» TEXT SEGMENT

Bénin’s opposition challenges government on potential Niger military intervention

Bénin’s opposition challenges government on potential Niger military intervention

Following the military coup d’état that unfolded in Niger on July 26, 2023, international responses were swift and varied. Key organizations such as ECOWAS, the African Union (AU), alongside nations like the United States (USA), France, and Russia, promptly declared their positions. Within Bénin, the pronouncements by President Patrice Talon and the prospect of an armed intervention have not been universally welcomed. Western media outlets have suggested Bénin might commit troops alongside ECOWAS to confront the military junta. Numerous stakeholders, including the Catholic Church and political figures, have openly expressed their belief that a military option is not the appropriate path, advocating instead for diplomatic solutions to resolve the ongoing crisis.

Elected representatives from the opposition party, « Les Démocrates », have directly questioned the government’s stance on the situation, submitting a comprehensive list of 19 urgent inquiries. Their primary concern revolves around the justification for Bénin’s military involvement, particularly considering the longstanding fraternal relationship between Bénin and Niger. They have voiced apprehension regarding adherence to the Beninese constitution, the safety of deployed troops, and crucially, the potential for conflict escalation and its far-reaching implications for both the civilian population and Bénin itself.

Beyond military considerations, significant economic and diplomatic concerns have also been brought to the fore. The decision to close borders with Niger could lead to substantial repercussions for the Autonomous Port of Cotonou and the broader Beninese economy, which is already feeling the strain of ECOWAS sanctions. In light of rising prices for essential goods and the adverse effects on economic actors, the opposition insists on concrete answers from the government.

Dialogue is emerging as a preferred solution for various regional and international players. The opposition lawmakers have reminded President Patrice Talon of his own past advocacy for dialogue as an alternative to coups d’état, urging him to implement such an inclusive dialogue within Bénin. The current moment calls for careful consideration, thorough questioning, and, above all, the pursuit of peaceful and consensual solutions for the future stability of the region.

Oral debate with the government

On July 26, 2023, a military coup d’état occurred in Niger, prematurely ending the constitutional mandate of President Mohamed Bazoum. This event triggered reactions from numerous states globally and from sub-regional and regional organizations, including ECOWAS, the AU, and the United Nations (UN). On Thursday, August 10, 2023, the Heads of State and Government of ECOWAS member countries convened an extraordinary summit, concluding with decisions that included ordering the deployment of the ECOWAS standby force to restore constitutional order in the Republic of Niger.

In response, the Beninese government, through its various declarations, has committed to deploying Beninese troops as part of the ECOWAS contingent tasked with confronting the military junta in power. Given this governmental decision to involve the Beninese state in a conflict against the sovereign and fraternal people of Niger, a move perceived as a violation of Article 101 of our constitution, and acknowledging the severe economic, social, and security impacts already stemming from sanctions imposed by the ECOWAS Heads of State conference on July 30, 2023, in Abuja, the National Assembly, pursuant to Article 108 and its subsections of its internal regulations, formally requests the government to address the following concerns:

  1. What measures has the government taken to seek parliamentary approval regarding the deployment of Beninese troops to the ECOWAS operational theater in Niger, should the threatened military option be implemented, in accordance with Article 101, paragraph 1, of our constitution, which states: « declaration of war is authorized by the National Assembly »?

» SUPPLIED MATERIAL
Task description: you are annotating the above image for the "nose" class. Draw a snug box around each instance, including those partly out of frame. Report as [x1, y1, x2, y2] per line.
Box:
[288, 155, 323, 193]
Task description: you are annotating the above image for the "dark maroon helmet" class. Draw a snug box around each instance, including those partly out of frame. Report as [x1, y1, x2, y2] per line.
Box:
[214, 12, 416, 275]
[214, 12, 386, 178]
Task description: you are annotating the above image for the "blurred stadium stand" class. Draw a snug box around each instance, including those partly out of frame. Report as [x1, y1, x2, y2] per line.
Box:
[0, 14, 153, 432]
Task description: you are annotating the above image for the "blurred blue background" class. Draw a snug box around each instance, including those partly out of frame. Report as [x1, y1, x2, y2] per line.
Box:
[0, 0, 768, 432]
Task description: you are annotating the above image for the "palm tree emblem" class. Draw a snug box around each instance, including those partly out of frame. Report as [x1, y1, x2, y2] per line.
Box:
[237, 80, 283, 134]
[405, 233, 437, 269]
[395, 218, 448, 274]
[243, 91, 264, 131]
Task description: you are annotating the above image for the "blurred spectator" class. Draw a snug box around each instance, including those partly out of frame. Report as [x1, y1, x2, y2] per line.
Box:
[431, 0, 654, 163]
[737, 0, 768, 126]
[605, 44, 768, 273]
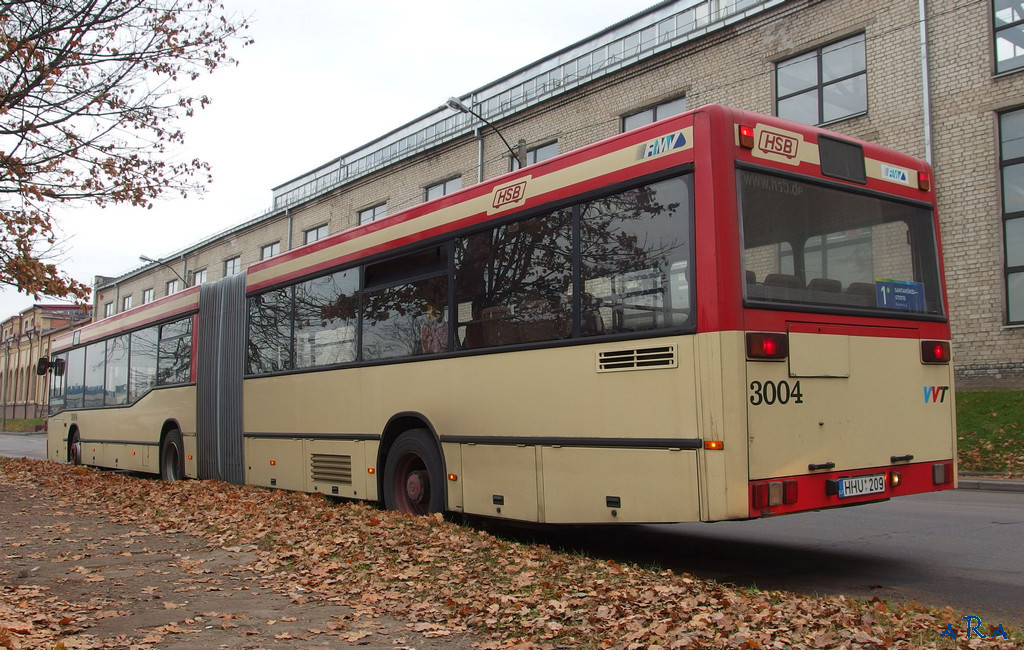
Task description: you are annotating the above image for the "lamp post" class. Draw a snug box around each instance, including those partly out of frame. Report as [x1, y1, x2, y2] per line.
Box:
[444, 97, 526, 167]
[138, 255, 188, 289]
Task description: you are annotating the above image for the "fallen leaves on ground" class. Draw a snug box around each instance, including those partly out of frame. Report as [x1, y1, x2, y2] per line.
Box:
[0, 460, 1019, 649]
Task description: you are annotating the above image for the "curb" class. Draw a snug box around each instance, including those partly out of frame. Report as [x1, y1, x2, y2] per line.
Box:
[956, 478, 1024, 492]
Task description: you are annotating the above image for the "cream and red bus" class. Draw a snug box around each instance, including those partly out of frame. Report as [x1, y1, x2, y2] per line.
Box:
[41, 105, 955, 523]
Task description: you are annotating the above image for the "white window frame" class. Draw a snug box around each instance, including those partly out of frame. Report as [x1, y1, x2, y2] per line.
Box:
[511, 140, 558, 171]
[775, 32, 867, 126]
[359, 202, 387, 225]
[623, 96, 686, 133]
[302, 223, 327, 244]
[259, 242, 281, 260]
[423, 176, 462, 201]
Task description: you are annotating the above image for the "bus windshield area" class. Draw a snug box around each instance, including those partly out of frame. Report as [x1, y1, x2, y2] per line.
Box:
[736, 170, 943, 317]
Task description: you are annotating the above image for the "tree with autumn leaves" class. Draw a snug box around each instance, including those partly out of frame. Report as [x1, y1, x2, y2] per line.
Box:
[0, 0, 249, 299]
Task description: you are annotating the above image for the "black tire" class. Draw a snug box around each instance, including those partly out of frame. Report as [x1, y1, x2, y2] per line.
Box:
[68, 429, 82, 465]
[384, 429, 445, 515]
[160, 429, 185, 481]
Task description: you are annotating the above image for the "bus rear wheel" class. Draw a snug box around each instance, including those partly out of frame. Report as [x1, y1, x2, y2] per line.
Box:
[384, 429, 444, 515]
[160, 429, 185, 481]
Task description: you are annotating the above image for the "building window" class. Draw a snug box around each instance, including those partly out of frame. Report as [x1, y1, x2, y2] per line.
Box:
[512, 142, 558, 171]
[259, 242, 281, 260]
[427, 176, 462, 201]
[992, 0, 1024, 73]
[303, 223, 327, 244]
[623, 97, 686, 133]
[359, 203, 387, 225]
[999, 109, 1024, 324]
[775, 34, 867, 124]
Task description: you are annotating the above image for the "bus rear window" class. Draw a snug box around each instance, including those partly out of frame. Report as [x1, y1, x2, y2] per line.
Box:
[737, 170, 943, 317]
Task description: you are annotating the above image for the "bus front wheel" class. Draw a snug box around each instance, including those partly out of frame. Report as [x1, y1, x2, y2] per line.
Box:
[384, 429, 444, 515]
[160, 429, 185, 481]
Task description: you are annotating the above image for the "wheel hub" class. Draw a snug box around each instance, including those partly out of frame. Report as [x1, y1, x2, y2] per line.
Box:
[406, 470, 428, 504]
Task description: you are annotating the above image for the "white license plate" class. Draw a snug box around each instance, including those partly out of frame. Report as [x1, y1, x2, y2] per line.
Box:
[839, 474, 886, 499]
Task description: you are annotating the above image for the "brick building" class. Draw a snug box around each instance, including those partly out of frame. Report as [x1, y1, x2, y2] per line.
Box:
[95, 0, 1024, 380]
[0, 304, 92, 420]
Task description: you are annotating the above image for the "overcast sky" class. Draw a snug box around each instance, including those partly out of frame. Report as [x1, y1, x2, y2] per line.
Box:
[0, 0, 655, 319]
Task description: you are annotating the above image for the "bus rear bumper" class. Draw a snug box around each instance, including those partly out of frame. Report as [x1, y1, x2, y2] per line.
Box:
[748, 461, 956, 518]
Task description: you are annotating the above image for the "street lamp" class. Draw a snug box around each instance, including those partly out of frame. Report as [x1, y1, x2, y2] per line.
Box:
[138, 255, 188, 287]
[444, 97, 525, 167]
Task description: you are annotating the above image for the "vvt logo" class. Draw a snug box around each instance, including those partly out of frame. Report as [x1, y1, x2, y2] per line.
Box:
[640, 131, 686, 158]
[925, 386, 949, 404]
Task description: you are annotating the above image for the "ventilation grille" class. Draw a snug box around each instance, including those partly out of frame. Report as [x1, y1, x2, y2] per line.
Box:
[597, 345, 677, 373]
[310, 453, 352, 485]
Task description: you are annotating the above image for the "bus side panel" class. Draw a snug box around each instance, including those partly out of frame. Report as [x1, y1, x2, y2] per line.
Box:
[694, 332, 748, 521]
[243, 438, 309, 491]
[244, 336, 704, 521]
[48, 386, 196, 477]
[303, 440, 367, 499]
[748, 335, 955, 483]
[541, 447, 700, 523]
[461, 444, 542, 521]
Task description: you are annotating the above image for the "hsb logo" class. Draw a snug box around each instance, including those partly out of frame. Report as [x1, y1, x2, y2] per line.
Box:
[492, 180, 526, 210]
[758, 130, 800, 159]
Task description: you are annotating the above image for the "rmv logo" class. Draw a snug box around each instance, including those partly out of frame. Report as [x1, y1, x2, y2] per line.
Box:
[641, 131, 686, 158]
[758, 131, 800, 158]
[492, 180, 526, 210]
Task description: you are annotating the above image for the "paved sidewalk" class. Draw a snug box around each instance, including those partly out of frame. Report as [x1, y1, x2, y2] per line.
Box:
[6, 432, 1024, 492]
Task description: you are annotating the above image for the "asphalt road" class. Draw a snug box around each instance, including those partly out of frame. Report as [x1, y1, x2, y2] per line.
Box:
[0, 433, 46, 461]
[488, 489, 1024, 627]
[0, 434, 1024, 627]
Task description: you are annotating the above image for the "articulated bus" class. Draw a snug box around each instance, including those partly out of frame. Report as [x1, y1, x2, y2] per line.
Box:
[39, 105, 956, 523]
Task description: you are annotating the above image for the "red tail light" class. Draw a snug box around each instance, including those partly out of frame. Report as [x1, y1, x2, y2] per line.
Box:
[921, 341, 952, 363]
[918, 172, 932, 191]
[739, 125, 754, 149]
[746, 332, 790, 361]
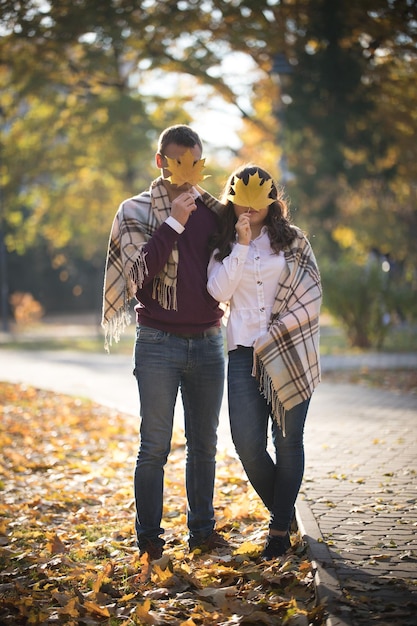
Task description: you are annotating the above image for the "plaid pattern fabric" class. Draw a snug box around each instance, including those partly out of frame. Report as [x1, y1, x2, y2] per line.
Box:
[253, 229, 322, 432]
[101, 178, 223, 351]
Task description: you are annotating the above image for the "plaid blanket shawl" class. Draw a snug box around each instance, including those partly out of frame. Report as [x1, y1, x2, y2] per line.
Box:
[253, 229, 322, 434]
[101, 178, 223, 352]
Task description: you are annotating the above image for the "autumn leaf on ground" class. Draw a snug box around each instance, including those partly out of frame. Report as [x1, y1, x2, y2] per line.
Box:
[0, 383, 324, 626]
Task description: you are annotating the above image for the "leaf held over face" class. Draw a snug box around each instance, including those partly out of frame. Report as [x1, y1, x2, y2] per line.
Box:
[167, 150, 207, 187]
[227, 172, 273, 211]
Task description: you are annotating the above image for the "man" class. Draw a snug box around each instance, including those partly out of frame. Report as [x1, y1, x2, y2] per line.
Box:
[103, 125, 227, 560]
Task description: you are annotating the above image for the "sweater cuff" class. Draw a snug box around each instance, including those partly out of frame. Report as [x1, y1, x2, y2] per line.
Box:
[165, 215, 185, 235]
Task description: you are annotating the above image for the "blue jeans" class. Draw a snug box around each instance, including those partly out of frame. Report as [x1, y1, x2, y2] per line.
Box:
[134, 326, 224, 548]
[228, 348, 310, 531]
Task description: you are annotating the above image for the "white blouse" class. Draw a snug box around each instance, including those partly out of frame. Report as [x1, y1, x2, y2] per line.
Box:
[207, 227, 285, 351]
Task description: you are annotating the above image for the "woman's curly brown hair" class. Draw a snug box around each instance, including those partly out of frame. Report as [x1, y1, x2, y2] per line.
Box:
[210, 164, 297, 261]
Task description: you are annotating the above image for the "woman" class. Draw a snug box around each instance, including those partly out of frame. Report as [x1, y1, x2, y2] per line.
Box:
[208, 165, 322, 560]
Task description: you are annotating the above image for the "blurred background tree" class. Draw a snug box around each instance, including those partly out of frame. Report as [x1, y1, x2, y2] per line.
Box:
[0, 0, 417, 345]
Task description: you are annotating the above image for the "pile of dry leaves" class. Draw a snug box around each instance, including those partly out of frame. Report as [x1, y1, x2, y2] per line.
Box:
[0, 384, 324, 626]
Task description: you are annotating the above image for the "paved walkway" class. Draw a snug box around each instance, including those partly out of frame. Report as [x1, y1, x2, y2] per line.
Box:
[0, 348, 417, 626]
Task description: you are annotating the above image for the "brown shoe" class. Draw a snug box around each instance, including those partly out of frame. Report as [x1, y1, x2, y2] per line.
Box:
[139, 539, 164, 561]
[189, 530, 230, 552]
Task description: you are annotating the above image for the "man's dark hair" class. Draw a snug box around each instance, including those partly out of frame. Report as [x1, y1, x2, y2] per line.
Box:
[158, 124, 203, 155]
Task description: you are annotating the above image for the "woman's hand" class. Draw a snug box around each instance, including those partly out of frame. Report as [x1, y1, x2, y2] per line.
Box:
[171, 191, 197, 226]
[235, 213, 252, 246]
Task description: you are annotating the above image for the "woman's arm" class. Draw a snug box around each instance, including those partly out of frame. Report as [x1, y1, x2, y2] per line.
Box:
[207, 243, 249, 302]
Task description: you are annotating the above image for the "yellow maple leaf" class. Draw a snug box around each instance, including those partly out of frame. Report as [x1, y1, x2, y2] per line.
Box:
[167, 150, 207, 187]
[227, 172, 273, 211]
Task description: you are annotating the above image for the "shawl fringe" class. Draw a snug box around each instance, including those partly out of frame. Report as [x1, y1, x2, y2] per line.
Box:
[252, 354, 285, 437]
[152, 276, 177, 311]
[101, 300, 131, 353]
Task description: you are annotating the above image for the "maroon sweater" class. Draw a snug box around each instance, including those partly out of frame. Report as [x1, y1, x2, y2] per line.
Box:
[135, 198, 223, 334]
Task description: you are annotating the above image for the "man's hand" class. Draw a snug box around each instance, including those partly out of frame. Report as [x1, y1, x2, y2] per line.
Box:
[171, 191, 197, 226]
[235, 213, 252, 246]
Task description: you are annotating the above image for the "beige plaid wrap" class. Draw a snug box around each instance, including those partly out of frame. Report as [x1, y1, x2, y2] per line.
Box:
[253, 229, 322, 433]
[101, 178, 223, 352]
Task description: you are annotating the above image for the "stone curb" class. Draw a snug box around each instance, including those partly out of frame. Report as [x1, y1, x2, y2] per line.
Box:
[296, 496, 352, 626]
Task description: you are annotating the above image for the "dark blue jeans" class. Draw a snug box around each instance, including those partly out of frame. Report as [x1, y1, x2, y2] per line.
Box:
[134, 326, 224, 547]
[228, 348, 310, 531]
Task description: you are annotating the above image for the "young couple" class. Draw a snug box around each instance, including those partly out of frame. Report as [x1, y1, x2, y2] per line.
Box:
[103, 125, 321, 560]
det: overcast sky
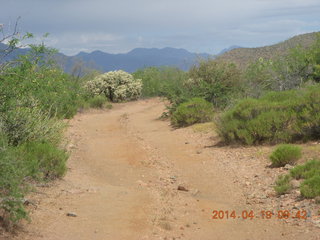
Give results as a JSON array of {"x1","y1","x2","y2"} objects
[{"x1": 0, "y1": 0, "x2": 320, "y2": 55}]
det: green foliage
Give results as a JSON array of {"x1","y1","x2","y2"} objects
[
  {"x1": 244, "y1": 35, "x2": 320, "y2": 97},
  {"x1": 0, "y1": 41, "x2": 81, "y2": 226},
  {"x1": 85, "y1": 70, "x2": 142, "y2": 102},
  {"x1": 290, "y1": 159, "x2": 320, "y2": 198},
  {"x1": 185, "y1": 59, "x2": 242, "y2": 109},
  {"x1": 300, "y1": 174, "x2": 320, "y2": 198},
  {"x1": 310, "y1": 33, "x2": 320, "y2": 82},
  {"x1": 290, "y1": 159, "x2": 320, "y2": 179},
  {"x1": 87, "y1": 95, "x2": 112, "y2": 109},
  {"x1": 274, "y1": 175, "x2": 292, "y2": 195},
  {"x1": 0, "y1": 133, "x2": 27, "y2": 227},
  {"x1": 0, "y1": 106, "x2": 65, "y2": 146},
  {"x1": 217, "y1": 86, "x2": 320, "y2": 145},
  {"x1": 0, "y1": 64, "x2": 82, "y2": 118},
  {"x1": 270, "y1": 144, "x2": 301, "y2": 167},
  {"x1": 19, "y1": 141, "x2": 68, "y2": 180},
  {"x1": 171, "y1": 98, "x2": 214, "y2": 127},
  {"x1": 133, "y1": 67, "x2": 187, "y2": 98}
]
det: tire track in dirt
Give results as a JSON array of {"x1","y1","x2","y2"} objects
[{"x1": 11, "y1": 99, "x2": 317, "y2": 240}]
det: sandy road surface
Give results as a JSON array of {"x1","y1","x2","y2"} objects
[{"x1": 10, "y1": 99, "x2": 320, "y2": 240}]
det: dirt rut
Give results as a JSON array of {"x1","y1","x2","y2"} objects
[{"x1": 15, "y1": 99, "x2": 317, "y2": 240}]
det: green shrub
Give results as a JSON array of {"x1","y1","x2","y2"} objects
[
  {"x1": 88, "y1": 95, "x2": 112, "y2": 109},
  {"x1": 133, "y1": 67, "x2": 187, "y2": 98},
  {"x1": 85, "y1": 70, "x2": 142, "y2": 102},
  {"x1": 185, "y1": 59, "x2": 243, "y2": 109},
  {"x1": 270, "y1": 144, "x2": 301, "y2": 167},
  {"x1": 19, "y1": 142, "x2": 68, "y2": 180},
  {"x1": 0, "y1": 107, "x2": 66, "y2": 145},
  {"x1": 290, "y1": 159, "x2": 320, "y2": 179},
  {"x1": 300, "y1": 174, "x2": 320, "y2": 198},
  {"x1": 216, "y1": 85, "x2": 320, "y2": 145},
  {"x1": 0, "y1": 133, "x2": 27, "y2": 227},
  {"x1": 171, "y1": 98, "x2": 214, "y2": 127},
  {"x1": 274, "y1": 175, "x2": 292, "y2": 195},
  {"x1": 290, "y1": 159, "x2": 320, "y2": 198}
]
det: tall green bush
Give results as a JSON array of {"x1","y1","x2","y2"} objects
[
  {"x1": 270, "y1": 144, "x2": 302, "y2": 167},
  {"x1": 217, "y1": 85, "x2": 320, "y2": 145},
  {"x1": 85, "y1": 70, "x2": 142, "y2": 102},
  {"x1": 185, "y1": 59, "x2": 243, "y2": 109},
  {"x1": 171, "y1": 98, "x2": 214, "y2": 127}
]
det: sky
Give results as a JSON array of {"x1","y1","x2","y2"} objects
[{"x1": 0, "y1": 0, "x2": 320, "y2": 55}]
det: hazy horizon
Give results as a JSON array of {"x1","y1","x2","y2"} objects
[{"x1": 0, "y1": 0, "x2": 320, "y2": 56}]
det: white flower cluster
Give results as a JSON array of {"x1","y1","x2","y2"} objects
[{"x1": 85, "y1": 70, "x2": 142, "y2": 102}]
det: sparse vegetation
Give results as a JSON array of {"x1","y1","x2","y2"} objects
[
  {"x1": 270, "y1": 144, "x2": 301, "y2": 167},
  {"x1": 0, "y1": 34, "x2": 105, "y2": 228},
  {"x1": 87, "y1": 95, "x2": 112, "y2": 109},
  {"x1": 275, "y1": 160, "x2": 320, "y2": 198},
  {"x1": 217, "y1": 86, "x2": 320, "y2": 145},
  {"x1": 85, "y1": 70, "x2": 142, "y2": 102},
  {"x1": 300, "y1": 174, "x2": 320, "y2": 198},
  {"x1": 171, "y1": 98, "x2": 213, "y2": 127},
  {"x1": 274, "y1": 175, "x2": 292, "y2": 195}
]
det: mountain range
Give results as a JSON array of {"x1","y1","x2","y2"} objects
[
  {"x1": 0, "y1": 43, "x2": 213, "y2": 73},
  {"x1": 0, "y1": 33, "x2": 317, "y2": 73}
]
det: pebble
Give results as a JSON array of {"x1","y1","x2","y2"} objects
[
  {"x1": 283, "y1": 164, "x2": 294, "y2": 170},
  {"x1": 67, "y1": 212, "x2": 78, "y2": 217},
  {"x1": 178, "y1": 185, "x2": 189, "y2": 192}
]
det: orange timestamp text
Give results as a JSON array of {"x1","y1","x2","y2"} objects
[{"x1": 212, "y1": 210, "x2": 308, "y2": 220}]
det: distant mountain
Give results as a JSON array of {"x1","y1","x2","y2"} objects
[
  {"x1": 72, "y1": 48, "x2": 210, "y2": 72},
  {"x1": 217, "y1": 32, "x2": 317, "y2": 69},
  {"x1": 0, "y1": 43, "x2": 211, "y2": 73},
  {"x1": 217, "y1": 45, "x2": 242, "y2": 56}
]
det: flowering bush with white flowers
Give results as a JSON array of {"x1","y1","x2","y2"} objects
[{"x1": 85, "y1": 70, "x2": 142, "y2": 102}]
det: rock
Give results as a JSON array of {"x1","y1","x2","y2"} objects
[
  {"x1": 67, "y1": 212, "x2": 78, "y2": 217},
  {"x1": 192, "y1": 189, "x2": 199, "y2": 196},
  {"x1": 291, "y1": 179, "x2": 300, "y2": 188},
  {"x1": 178, "y1": 185, "x2": 189, "y2": 192},
  {"x1": 137, "y1": 180, "x2": 148, "y2": 187},
  {"x1": 283, "y1": 164, "x2": 294, "y2": 170}
]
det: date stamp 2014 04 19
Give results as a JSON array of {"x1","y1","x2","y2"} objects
[{"x1": 212, "y1": 210, "x2": 308, "y2": 220}]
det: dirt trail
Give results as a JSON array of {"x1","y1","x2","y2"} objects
[{"x1": 16, "y1": 99, "x2": 319, "y2": 240}]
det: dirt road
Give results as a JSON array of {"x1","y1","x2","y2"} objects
[{"x1": 15, "y1": 99, "x2": 320, "y2": 240}]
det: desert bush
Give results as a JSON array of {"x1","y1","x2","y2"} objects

» PROBLEMS TO SOLVE
a) In the article on Bénin's opposition and the Niger crisis, how many urgent inquiries did the opposition lawmakers submit to the government?
b) According to the article on Bénin's opposition and the Niger crisis, why does closing the border with Niger worry the opposition?
c) Carry on the article on Bénin's opposition and the Niger crisis from the point where it stops.

» RESPONSES BY TASK
a) They submitted 19 urgent inquiries.

b) The closure could have substantial repercussions for the Autonomous Port of Cotonou and the wider Beninese economy, which is already strained by ECOWAS sanctions. Rising prices for essential goods and harm to economic actors add to the concern.

c)
  2. In anticipation of this conflict against the sovereign people of Niger, several countries, such as France and the United States, have made arrangements for the evacuation of their nationals from Niger. What provisions has the Beninese government made for its citizens residing in Niger?
  3. Given that Bénin and Niger are fraternal nations, what justifies Bénin’s agreement to send its troops to attack Niger, while other ECOWAS countries not bordering Niger refuse to participate?
  4. What is the estimated number of Beninese soldiers and the essential logistics the government intends to provide to the ECOWAS contingent? What is the projected cost of Bénin’s potential participation in this operation? Who will bear these expenses?
  5. In the event of an aggression against the fraternal nation of Niger, can our government provide assurance that no civilian lives in Niger, nor those of our soldiers, will be lost?
  6. What provisions has the government made for each soldier in terms of bonuses, and for each soldier’s family in the event of death on the theater of operations?
  7. As Bénin is a country bordering Niger, what guarantee does the government offer that, in the event of retaliation by the Nigerien army, no casualties will be recorded on Beninese soil?
  8. Can the government reassure the public that, in the event of war with Niger, potential jihadists will not exploit the situation to infiltrate our country, as observed in Libya?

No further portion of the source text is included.